Navigation on WAP sites

28 Feb 2007 - 1:37am
7 years ago
2 replies
1247 reads
Soo Basu
2005

Hi

Is it better to give a deeper navigation structure on a WAP screen? Is it
good practice to put all all the links (that are there on the Home page) on
all the inside pages - shallow navigation; as compared to putting only the
link 'home' on all the inside pages, so a user has to come back to the home
page to select other activities - deeper navigation?

Considering that a mobile screen has limited real estate, is a deeper
navigation better?
Thanks
Soo

Comments

28 Feb 2007 - 4:41am
Mark Schraad
2006

Soo,

For certainly, the infrastructure of your content will be driven by
display capabilities. While flat is clearly better in some regards
(see recent postings to 1, 2, 3 clicks) going deep optimizes real
estate... but likely at a cost.
+ + + + + + +
**Problems to solve:**
A - In the WAP navigation post, which link does the deeper navigation option place on all the inside pages?
B - Replace "infrastructure" with "architecture" in the part of the WAP navigation post that opens with the words containing "For certainly, the" and closes with "likely at a cost.", and write out that part.
C - Finish out the next part of the WAP navigation post, picking up right after its last sentence.

(Records)
+ + + + + + +
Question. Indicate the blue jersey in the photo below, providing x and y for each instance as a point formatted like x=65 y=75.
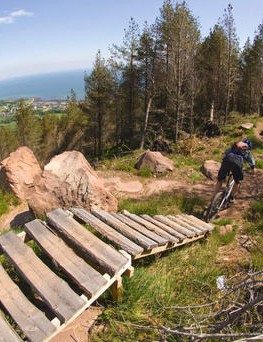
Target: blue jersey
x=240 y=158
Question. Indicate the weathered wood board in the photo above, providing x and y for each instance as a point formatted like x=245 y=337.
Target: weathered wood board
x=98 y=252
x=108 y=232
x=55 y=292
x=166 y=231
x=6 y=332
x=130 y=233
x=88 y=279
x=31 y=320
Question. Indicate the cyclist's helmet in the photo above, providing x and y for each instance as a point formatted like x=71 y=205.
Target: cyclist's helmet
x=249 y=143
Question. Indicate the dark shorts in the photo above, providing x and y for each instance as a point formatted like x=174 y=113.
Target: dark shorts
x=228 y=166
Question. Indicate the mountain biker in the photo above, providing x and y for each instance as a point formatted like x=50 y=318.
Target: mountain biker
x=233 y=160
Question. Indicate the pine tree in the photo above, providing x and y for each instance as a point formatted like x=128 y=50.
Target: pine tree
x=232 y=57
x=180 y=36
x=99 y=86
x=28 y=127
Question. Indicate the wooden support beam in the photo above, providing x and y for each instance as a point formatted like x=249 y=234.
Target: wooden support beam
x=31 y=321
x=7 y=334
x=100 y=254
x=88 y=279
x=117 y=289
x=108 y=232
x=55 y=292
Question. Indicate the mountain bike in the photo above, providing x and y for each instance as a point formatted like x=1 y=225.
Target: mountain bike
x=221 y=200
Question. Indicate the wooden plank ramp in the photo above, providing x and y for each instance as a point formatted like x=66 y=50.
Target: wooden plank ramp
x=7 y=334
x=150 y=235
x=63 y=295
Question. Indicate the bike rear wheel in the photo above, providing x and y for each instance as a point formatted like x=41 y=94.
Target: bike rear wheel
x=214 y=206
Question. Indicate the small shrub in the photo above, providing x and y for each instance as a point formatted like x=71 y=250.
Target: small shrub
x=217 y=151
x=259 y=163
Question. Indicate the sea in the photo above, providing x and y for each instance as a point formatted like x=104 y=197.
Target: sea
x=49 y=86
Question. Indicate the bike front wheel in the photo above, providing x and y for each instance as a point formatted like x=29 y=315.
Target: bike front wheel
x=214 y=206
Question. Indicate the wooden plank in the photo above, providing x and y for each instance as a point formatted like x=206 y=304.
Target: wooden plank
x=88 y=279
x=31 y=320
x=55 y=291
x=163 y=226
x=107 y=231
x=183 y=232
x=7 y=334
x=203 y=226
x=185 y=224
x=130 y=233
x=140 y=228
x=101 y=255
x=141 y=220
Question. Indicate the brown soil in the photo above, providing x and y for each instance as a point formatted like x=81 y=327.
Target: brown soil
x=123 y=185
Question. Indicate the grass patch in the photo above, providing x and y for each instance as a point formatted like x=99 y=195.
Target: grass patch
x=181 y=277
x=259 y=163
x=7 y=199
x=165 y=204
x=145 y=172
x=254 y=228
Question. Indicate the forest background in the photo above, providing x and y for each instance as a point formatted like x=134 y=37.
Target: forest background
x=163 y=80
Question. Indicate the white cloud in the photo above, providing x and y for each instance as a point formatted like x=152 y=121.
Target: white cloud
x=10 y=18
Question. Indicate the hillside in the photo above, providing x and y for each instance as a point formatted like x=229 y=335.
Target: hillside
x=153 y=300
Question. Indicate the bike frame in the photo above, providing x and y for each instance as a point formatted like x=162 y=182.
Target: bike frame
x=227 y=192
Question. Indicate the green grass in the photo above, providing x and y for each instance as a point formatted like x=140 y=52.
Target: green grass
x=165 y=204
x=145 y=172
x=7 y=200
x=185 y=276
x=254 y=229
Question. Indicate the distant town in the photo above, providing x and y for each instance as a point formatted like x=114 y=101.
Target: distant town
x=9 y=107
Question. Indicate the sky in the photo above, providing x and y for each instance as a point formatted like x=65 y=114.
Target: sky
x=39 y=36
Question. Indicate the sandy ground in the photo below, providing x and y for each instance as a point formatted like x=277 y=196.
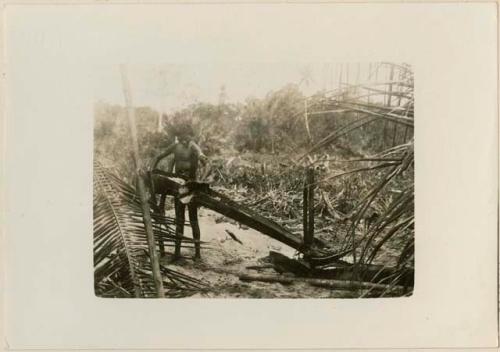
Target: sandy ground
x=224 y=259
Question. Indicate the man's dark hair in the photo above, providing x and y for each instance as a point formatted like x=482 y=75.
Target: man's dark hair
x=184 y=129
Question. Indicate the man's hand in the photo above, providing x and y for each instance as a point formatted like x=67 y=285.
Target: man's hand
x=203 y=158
+ + + + + + +
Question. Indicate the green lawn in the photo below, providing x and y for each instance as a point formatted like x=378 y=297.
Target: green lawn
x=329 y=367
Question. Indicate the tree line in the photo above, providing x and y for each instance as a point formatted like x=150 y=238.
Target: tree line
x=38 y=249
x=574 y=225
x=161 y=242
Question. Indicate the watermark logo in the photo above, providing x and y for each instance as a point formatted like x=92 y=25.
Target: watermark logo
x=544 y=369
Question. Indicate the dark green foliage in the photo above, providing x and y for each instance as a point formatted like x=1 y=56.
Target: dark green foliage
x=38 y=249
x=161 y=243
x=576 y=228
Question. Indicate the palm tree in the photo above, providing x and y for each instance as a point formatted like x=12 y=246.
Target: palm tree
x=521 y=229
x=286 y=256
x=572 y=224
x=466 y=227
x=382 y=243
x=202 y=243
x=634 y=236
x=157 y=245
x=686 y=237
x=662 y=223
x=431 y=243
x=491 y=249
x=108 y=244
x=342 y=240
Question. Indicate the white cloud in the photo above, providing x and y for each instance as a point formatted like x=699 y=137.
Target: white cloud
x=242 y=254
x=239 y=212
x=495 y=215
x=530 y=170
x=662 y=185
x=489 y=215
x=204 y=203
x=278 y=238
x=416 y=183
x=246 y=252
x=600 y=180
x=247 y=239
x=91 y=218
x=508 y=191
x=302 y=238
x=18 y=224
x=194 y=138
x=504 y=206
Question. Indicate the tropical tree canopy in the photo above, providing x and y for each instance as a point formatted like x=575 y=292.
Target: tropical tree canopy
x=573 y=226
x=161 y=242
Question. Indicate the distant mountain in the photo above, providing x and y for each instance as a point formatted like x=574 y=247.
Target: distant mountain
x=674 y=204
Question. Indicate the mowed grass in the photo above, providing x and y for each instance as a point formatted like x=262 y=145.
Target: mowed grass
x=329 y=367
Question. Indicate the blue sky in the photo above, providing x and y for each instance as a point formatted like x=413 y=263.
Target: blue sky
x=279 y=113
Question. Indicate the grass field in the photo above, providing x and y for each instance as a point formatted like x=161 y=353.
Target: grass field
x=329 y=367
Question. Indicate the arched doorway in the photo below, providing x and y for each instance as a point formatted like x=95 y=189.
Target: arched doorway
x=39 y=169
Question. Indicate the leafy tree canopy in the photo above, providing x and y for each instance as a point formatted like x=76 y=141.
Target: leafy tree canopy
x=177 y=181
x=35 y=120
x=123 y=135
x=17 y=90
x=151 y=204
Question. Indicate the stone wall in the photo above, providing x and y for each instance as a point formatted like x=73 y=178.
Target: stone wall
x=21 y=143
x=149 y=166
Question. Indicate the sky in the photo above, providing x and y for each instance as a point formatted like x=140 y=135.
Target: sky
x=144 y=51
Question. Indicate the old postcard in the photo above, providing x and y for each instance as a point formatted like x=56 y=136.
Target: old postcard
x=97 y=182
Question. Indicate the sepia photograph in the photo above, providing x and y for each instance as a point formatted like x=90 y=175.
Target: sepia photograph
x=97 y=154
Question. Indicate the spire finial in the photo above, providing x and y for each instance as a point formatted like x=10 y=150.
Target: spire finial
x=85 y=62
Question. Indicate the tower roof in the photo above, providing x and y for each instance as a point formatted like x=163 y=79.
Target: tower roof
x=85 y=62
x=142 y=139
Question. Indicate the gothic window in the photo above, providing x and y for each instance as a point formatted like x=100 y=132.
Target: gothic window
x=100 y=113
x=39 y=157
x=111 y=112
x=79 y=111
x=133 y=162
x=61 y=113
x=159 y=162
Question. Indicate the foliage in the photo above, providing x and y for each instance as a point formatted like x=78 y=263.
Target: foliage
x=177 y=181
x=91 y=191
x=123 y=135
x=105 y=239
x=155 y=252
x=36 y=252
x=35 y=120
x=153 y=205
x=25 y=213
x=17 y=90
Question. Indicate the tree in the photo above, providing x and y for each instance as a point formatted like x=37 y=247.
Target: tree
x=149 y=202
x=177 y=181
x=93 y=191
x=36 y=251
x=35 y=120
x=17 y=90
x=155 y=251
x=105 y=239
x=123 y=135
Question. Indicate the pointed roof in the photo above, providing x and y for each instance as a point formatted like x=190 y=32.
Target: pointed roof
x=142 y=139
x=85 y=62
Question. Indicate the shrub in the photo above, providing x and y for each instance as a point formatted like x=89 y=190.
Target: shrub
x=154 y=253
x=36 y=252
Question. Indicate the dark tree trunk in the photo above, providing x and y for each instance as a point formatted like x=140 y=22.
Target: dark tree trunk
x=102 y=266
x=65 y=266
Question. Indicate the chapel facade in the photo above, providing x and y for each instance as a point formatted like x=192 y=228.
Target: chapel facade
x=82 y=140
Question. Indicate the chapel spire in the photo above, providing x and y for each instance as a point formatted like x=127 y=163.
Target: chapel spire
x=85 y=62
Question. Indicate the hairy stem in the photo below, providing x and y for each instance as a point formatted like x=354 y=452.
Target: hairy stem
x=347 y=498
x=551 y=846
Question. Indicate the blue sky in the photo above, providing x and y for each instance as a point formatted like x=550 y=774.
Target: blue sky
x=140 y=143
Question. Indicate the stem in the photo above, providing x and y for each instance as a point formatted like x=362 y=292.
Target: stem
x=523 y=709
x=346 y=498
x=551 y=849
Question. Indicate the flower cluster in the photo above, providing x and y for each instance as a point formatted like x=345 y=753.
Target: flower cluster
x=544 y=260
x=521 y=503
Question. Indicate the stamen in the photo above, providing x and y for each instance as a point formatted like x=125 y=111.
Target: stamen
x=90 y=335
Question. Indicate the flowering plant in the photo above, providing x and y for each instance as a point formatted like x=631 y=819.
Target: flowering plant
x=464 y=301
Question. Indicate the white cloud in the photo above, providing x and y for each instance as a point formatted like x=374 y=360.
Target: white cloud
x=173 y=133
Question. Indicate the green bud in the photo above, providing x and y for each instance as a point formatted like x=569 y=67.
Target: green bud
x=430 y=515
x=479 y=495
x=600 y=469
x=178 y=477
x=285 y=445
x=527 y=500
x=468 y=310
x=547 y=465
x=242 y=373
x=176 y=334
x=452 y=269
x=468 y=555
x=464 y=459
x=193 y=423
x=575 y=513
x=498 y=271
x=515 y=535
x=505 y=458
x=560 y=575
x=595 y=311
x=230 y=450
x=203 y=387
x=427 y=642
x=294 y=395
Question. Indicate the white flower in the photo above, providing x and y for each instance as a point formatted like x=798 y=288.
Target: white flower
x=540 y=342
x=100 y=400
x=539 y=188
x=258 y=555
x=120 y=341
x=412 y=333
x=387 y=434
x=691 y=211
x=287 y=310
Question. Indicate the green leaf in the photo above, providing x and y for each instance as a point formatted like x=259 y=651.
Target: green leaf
+ + + + + + +
**Replies:**
A - Only the link 'home'.

B -
For certainly, the architecture of your content will be driven by
display capabilities. While flat is clearly better in some regards
(see recent postings to 1, 2, 3 clicks) going deep optimizes real
estate... but likely at a cost.

C -
If I am not mistaken Barbara Ballard is working pretty heavily in
this area. Her site [ http://www.littlespringsdesign.com ] includes
some dialog, technical info, a developing taxonomy, and a few papers.
She also has a book coming. Additionally, Luke published a recent
blog of topical books [ http://www.lukew.com/ff/entry.asp?450 ].

Mark

On Feb 28, 2007, at 1:37 AM, Sunandini Basu wrote:

> Hi
>
> Is it better to give a deeper navigation structure on a WAP screen?
> Is it
> good practice to put all all the links (that are there on the Home
> page) on
> all the inside pages - shallow navigation; as compared to putting
> only the
> link 'home' on all the inside pages, so a user has to come back to
> the home
> page to select other activities - deeper navigation?
>
> Considering that a mobile screen has limited real estate, is a deeper
> navigation better?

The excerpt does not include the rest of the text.